Data excerpts
-=-=-

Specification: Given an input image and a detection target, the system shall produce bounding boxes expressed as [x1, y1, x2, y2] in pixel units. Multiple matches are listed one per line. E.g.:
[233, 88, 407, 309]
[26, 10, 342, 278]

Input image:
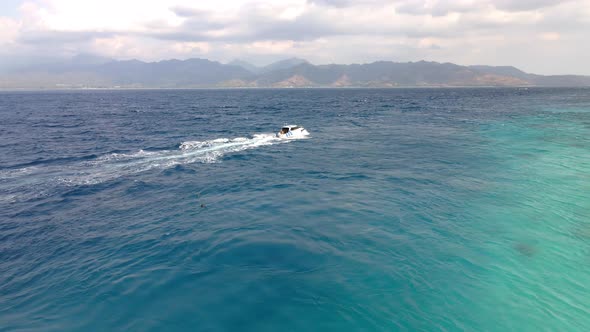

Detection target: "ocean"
[1, 88, 589, 331]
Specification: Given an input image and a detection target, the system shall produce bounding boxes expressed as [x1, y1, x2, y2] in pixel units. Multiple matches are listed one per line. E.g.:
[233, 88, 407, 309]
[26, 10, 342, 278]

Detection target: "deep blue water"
[1, 88, 589, 331]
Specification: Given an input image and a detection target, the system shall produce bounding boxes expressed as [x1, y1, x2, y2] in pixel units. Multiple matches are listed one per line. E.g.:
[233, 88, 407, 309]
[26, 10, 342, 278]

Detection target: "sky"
[0, 0, 589, 75]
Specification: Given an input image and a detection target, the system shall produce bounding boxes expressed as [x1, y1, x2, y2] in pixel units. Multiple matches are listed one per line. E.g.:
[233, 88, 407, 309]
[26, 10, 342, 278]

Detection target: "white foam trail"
[0, 133, 297, 203]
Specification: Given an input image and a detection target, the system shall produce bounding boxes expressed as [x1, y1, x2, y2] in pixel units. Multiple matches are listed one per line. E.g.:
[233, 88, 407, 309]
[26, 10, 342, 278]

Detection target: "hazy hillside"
[1, 56, 590, 89]
[227, 58, 309, 75]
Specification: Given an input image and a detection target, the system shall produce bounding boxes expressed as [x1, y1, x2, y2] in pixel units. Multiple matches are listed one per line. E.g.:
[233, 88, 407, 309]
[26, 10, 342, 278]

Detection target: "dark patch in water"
[514, 242, 537, 257]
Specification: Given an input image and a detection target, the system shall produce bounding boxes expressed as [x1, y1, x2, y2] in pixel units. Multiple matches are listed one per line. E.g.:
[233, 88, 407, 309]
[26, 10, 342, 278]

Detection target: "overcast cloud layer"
[0, 0, 589, 75]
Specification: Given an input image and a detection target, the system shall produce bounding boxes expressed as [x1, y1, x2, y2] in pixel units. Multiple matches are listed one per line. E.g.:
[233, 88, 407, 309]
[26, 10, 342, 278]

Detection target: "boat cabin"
[280, 125, 300, 134]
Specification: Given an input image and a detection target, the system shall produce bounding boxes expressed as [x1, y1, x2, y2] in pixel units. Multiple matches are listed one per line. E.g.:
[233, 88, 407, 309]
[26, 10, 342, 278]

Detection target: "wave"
[0, 133, 290, 203]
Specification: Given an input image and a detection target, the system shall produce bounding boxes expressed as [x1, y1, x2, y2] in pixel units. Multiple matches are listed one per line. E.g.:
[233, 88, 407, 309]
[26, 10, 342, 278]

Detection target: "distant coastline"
[3, 86, 589, 92]
[1, 56, 590, 89]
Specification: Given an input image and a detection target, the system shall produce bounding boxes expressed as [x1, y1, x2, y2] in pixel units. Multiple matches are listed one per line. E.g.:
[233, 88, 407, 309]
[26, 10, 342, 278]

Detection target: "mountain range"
[1, 54, 589, 88]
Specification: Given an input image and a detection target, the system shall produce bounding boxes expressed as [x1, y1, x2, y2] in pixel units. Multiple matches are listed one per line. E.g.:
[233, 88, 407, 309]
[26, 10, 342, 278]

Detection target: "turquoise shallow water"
[0, 88, 589, 331]
[465, 112, 590, 330]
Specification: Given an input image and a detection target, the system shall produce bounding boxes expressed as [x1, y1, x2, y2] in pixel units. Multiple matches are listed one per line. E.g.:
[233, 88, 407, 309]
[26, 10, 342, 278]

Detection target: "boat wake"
[0, 133, 288, 203]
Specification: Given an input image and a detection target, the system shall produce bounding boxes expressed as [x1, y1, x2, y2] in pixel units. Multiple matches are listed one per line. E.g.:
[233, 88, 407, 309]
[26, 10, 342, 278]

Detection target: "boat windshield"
[281, 127, 290, 134]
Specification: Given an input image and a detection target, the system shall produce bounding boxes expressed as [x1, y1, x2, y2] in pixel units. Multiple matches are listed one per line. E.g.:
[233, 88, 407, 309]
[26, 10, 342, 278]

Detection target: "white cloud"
[0, 0, 589, 74]
[0, 16, 19, 46]
[539, 32, 560, 41]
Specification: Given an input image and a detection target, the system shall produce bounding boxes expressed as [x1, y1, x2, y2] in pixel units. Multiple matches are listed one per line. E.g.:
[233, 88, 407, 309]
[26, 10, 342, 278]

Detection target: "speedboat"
[276, 125, 310, 139]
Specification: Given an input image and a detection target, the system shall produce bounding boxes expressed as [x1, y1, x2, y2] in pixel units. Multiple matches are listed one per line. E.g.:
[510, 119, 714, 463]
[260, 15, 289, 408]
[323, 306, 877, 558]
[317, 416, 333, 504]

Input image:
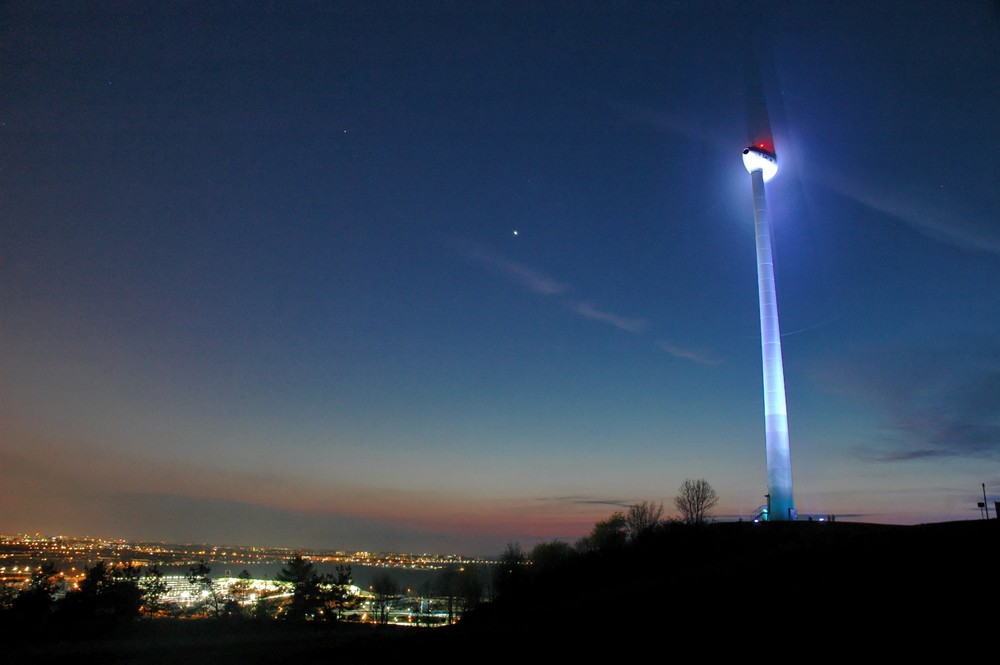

-=-=-

▸ **ABOUT THIS TASK**: Word for word, set down each record shown above, omitting the pictures.

▸ **ANSWER SPACE**:
Specification: Given an input image and a detection target, the system shall produce bounding boxes expressed as [x1, y1, x2, y2] in pixel units. Multiple matches are listed one per line. E.g.:
[233, 88, 407, 309]
[26, 10, 342, 278]

Input image:

Detection target: "ocean"
[1, 88, 589, 331]
Specification: Given an input image and a detection target, the system shall produce bounding boxes expressed as [x1, y1, x2, y2] in pixel units. Multiple matches are listed one per line. E.g.:
[233, 88, 407, 309]
[26, 10, 342, 278]

Detection target: "deep blue water"
[1, 88, 589, 331]
Specification: Given an input image and a detection target, the system shall produce bounding boxes expressed as [x1, y1, x2, y2] in pixel units. Multiple matches are listed one per line. E.g.:
[233, 88, 407, 309]
[26, 10, 342, 278]

Detection target: "sky"
[0, 0, 589, 75]
Specification: Given an input image and a detection target, the system shall produce bounding boxes expressed as [x1, y1, x2, y2] in pixel units. Multiple matches are listed one per line. E.g.:
[233, 88, 407, 309]
[26, 10, 342, 278]

Detection target: "white foam trail"
[0, 133, 297, 203]
Specification: Given an input image and a detection target, the system shall produce bounding boxes expressed as [x1, y1, x2, y2] in pixel units. Multiple matches are listed one per line. E.g.:
[233, 88, 407, 309]
[26, 10, 342, 278]

Detection target: "hazy hillside"
[1, 56, 590, 89]
[227, 58, 309, 75]
Specification: Given an input image and a detection target, the system shall produce bounding boxes expressed as [x1, y1, x2, y2] in pixel units. Multiple matches are listed one per line. E.g.:
[233, 88, 407, 309]
[26, 10, 342, 278]

Detection target: "dark patch in water"
[514, 242, 537, 257]
Specification: Given an input image and a detection target, the system shall produce bounding boxes expressed as [x1, y1, x2, y2] in pixel units. Multiple matches are listed one per line. E.g.:
[233, 88, 407, 309]
[26, 10, 342, 278]

Detection target: "overcast cloud layer"
[0, 0, 589, 75]
Specification: Given an input image and a detection target, the system shall produce bounding boxes expressed as [x1, y1, x2, y2] in pixel units. Multiple matches are listed one per line. E.g.:
[233, 88, 407, 309]
[26, 10, 342, 278]

Detection target: "boat cabin"
[280, 125, 300, 134]
Specification: Given an input image and a detection target, the system shall produce bounding boxes expressed as [x1, y1, x2, y2] in pixel units. Multiple matches are listed one per line. E.g.:
[233, 88, 407, 309]
[26, 10, 342, 278]

Detection target: "wave"
[0, 133, 290, 203]
Specification: Given an input image and a detection target, the system shall produce bounding boxes expressed as [x1, y1, x2, y2] in pixel units. Multiple matches are listed one per line. E.g.:
[233, 88, 407, 309]
[26, 10, 342, 278]

Detection target: "distant coastline"
[3, 86, 589, 92]
[1, 56, 590, 89]
Specification: Given an input image and a detection target, the system shall produce bounding boxes expressed as [x1, y1, x2, y2] in pixel units. Multiple matches are listed one per line. E.g.:
[233, 88, 407, 309]
[26, 10, 342, 278]

Detection target: "mountain range"
[1, 54, 589, 88]
Specification: Given an input image and a detection target, the system shall produce bounding boxes expressed as [x1, y1, x2, y2] in pixel units. Multiple matches are listed one per line. E.g.:
[233, 88, 407, 309]
[26, 10, 342, 278]

Detection target: "turquoise shallow water"
[0, 88, 589, 331]
[465, 112, 590, 330]
Specification: Given an input image and a detection target, the system shall produce bounding boxes expressed as [x1, y1, x2, y2] in pixel units. Multiple matches are listed one per line. E.g.:
[233, 88, 407, 309]
[26, 10, 342, 278]

Detection target: "boat wake"
[0, 133, 288, 203]
Specification: Given an input image and a detection target, the system shall produce bounding boxes expressed as [x1, y1, x2, y2] in pixel units. Multiple matches are listed one per line. E.g.:
[233, 88, 407, 309]
[26, 10, 342, 278]

Detection target: "boat windshield"
[281, 127, 290, 134]
Specification: Given an input image and a detection target, the system shall produce bounding boxes expressed as [x1, y1, x2, y2] in pixel units. Multiple matches are listed one per line. E.g.:
[233, 88, 407, 309]
[26, 10, 342, 278]

Detection target: "white cloud"
[0, 0, 589, 74]
[0, 16, 19, 46]
[539, 32, 560, 41]
Specification: Given an input image and a detection target, the system shall produce bounding boxes expressed as [x1, y1, x2, y2] in pixel units. Multiple matches are listed one per line. E.g.:
[233, 88, 407, 309]
[26, 10, 342, 278]

Detection target: "speedboat"
[276, 125, 310, 139]
Specification: Given an input image and a detection target, the system shall produce bounding boxes expressed as [x1, y1, x2, y2] in pixel units. Multiple matches are listed one per line. E.g.:
[510, 119, 714, 463]
[260, 15, 289, 408]
[323, 306, 877, 558]
[317, 416, 333, 504]

Input image:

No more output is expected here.